N'awlins at heart

Wednesday, September 30, 2009

Spread the lie.

People are always complaining about how the government lies to them. So I started thinking, why does the government get all of the fun? We can spread a lie and help people at the same time. Are ya ready? Help me out with this one.

"Did you know, every time you use your turn signal you burn 8 calories!"

It'll totally work. Trust me. I think I'll start with tee shirts. Maybe move on to a billboard. Who knows? Get one of those banners drug behind a plane to fly around the city! Lets get this one out there and make the world a better place.

Sunday, September 27, 2009

Animal Planet is full of shit.

Yeah yeah yeah, we all know I love the animals. And with Cartoon Network out of commission, at least for us, I moved on to Animal Planet. It was a show about animals attacking humans. I was totally buying into their crap until they started spouting silliness.

They started out with the Black Bear. Their fact was a typical black bear measures up to 6 feet. They had an awesome animation that showed this measured on the bear. It was amazingly fascinating.

Next came the mountain lion. Often called a "panther, cougar, or puma". A mountain lion can measure up to 6 feet. And again with the graphic. Wait, what? 6 feet? As big as a black bear? Amazingly fascinating.

Next up was a Buck. During mating season a buck becomes a lot more aggressive. I wonder how big a full grown buck can measure. Guess what? A full grown buck can measure up to 6 feet. Yep, it sure can. I saw the graphic.

### Exercise tasks
1: Repeat the stretch of the blog posts from "Next came the" through "bear? Amazingly fascinating.".
2: In the blog posts, how many calories does the made-up claim say you burn each time you use your turn signal?
3: Resume the blog posts about the lie and Animal Planet, starting after their last sentence.
The records after this point are unrelated to the blog posts.

### Source material
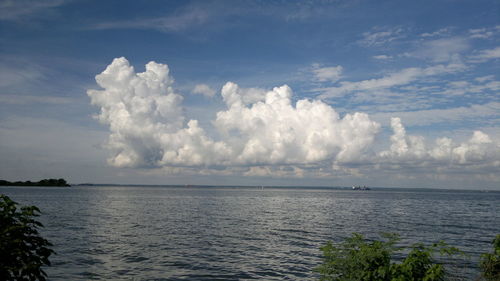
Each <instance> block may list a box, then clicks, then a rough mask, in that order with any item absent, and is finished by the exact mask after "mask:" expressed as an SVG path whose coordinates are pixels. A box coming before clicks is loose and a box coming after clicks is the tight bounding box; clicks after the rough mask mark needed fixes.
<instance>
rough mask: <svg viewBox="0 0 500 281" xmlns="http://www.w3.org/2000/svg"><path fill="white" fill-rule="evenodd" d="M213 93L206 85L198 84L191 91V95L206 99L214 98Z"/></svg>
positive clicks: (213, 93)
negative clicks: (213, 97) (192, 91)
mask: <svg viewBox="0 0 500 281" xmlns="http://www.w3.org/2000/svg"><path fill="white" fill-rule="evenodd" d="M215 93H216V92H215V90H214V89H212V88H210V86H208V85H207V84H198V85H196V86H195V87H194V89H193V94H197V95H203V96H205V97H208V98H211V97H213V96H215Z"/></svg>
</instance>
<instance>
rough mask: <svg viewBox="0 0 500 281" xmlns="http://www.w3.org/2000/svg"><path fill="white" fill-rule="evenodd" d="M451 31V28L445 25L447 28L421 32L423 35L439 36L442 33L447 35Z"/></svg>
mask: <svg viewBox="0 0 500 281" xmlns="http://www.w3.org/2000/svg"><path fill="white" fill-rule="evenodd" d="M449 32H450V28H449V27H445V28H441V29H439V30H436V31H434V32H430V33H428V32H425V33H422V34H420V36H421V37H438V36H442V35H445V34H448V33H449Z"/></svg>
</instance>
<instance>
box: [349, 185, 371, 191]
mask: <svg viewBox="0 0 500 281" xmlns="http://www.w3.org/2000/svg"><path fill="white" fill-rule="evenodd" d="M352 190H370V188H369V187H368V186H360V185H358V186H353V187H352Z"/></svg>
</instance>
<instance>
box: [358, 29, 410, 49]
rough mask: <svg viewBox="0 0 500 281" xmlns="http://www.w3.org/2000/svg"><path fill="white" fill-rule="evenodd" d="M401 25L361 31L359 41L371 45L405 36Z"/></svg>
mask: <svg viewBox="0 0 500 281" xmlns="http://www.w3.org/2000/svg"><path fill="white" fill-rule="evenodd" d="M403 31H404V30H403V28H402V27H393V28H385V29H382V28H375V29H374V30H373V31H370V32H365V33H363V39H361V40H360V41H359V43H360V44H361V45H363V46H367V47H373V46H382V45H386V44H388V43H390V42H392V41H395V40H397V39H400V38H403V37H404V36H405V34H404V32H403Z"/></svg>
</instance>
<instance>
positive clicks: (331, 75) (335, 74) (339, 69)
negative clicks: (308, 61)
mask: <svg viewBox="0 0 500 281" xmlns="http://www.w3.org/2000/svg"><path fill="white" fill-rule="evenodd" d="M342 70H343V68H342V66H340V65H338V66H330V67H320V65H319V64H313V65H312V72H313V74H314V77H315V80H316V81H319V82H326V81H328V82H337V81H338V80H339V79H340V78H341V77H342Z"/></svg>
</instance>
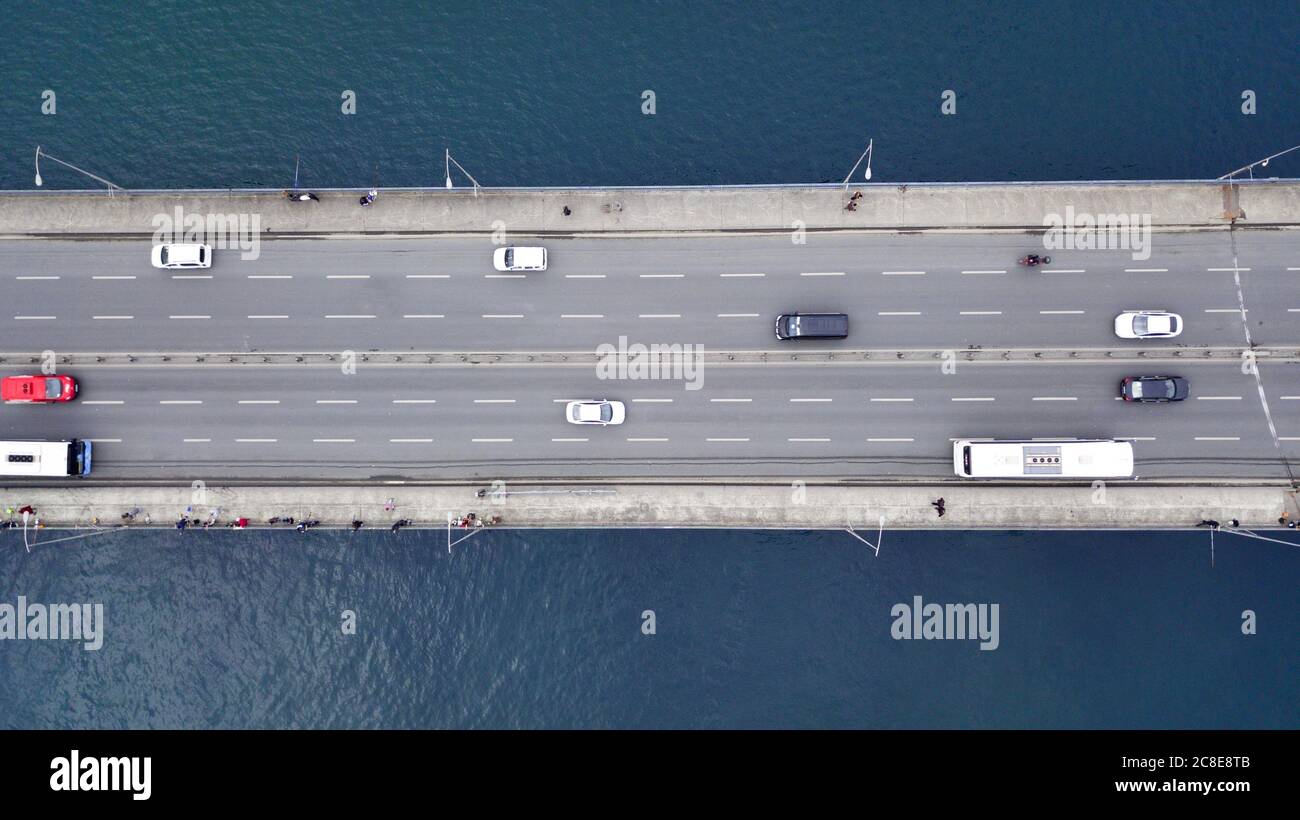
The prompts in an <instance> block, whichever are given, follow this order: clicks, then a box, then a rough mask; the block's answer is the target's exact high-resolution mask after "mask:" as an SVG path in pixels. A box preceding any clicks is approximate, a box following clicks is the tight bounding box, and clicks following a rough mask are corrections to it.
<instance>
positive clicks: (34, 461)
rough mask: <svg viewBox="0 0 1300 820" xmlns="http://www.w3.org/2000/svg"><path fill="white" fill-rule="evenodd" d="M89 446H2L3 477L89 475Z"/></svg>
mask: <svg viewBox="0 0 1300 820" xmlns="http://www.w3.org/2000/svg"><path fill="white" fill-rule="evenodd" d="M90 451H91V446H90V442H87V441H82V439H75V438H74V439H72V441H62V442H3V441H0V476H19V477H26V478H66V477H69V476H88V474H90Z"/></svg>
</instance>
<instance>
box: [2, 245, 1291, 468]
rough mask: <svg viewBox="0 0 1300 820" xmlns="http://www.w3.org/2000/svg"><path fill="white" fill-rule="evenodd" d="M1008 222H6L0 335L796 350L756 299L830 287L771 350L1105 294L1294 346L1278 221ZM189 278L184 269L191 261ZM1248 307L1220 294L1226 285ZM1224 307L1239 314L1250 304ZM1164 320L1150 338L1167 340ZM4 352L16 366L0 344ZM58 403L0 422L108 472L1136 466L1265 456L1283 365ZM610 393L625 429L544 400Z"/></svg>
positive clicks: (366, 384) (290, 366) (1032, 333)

### Answers for the tasks
1:
Next came the mountain lion. Often called a "panther, cougar, or puma". A mountain lion can measure up to 6 feet. And again with the graphic. Wait, what? 6 feet? As big as a black bear? Amazingly fascinating.

2: 8 calories.

3:
Now hold on a minute. A black bear, mountain lion, and freaking deer are not the same size animal. I don't care what your graphic says, they are 3 very different sized animals.

Up next is the american alligator. If they show me a graph depicting a 6 foot american alligator I'm gonna start making some angry phone calls.

Speaking of animals, W1 made a comment about a week ago that I did not reply to. That time. She stated the cat was way too tiny and we needed to fatten her up. Now I give her credit, there are 3 large things on our cat. Her eyes, her ears, and her ass. Other than that she is a very petite 2-3 lb kitty. But she is 15 years old, and has been a very petite 2-3 lb kitty her whole life.

So yesterday when she said it again I could not stay quiet. The poor cat has spent her entire life weighing 3 lbs tops, why is it all of a sudden bad? I'm sure by now her arthritis is starting to kick in, how mean would it be to add a few more lbs to her? Make her lug a fat ass body around for the final years.

In her defense W1 wanted to do it out of love. She planned on spoiling her with a lot more wet food and cat treats. Her heart was in the right place. I just found it amusing. I love you and our kitty my angel.

Friday, September 25, 2009

Dangerous addiction.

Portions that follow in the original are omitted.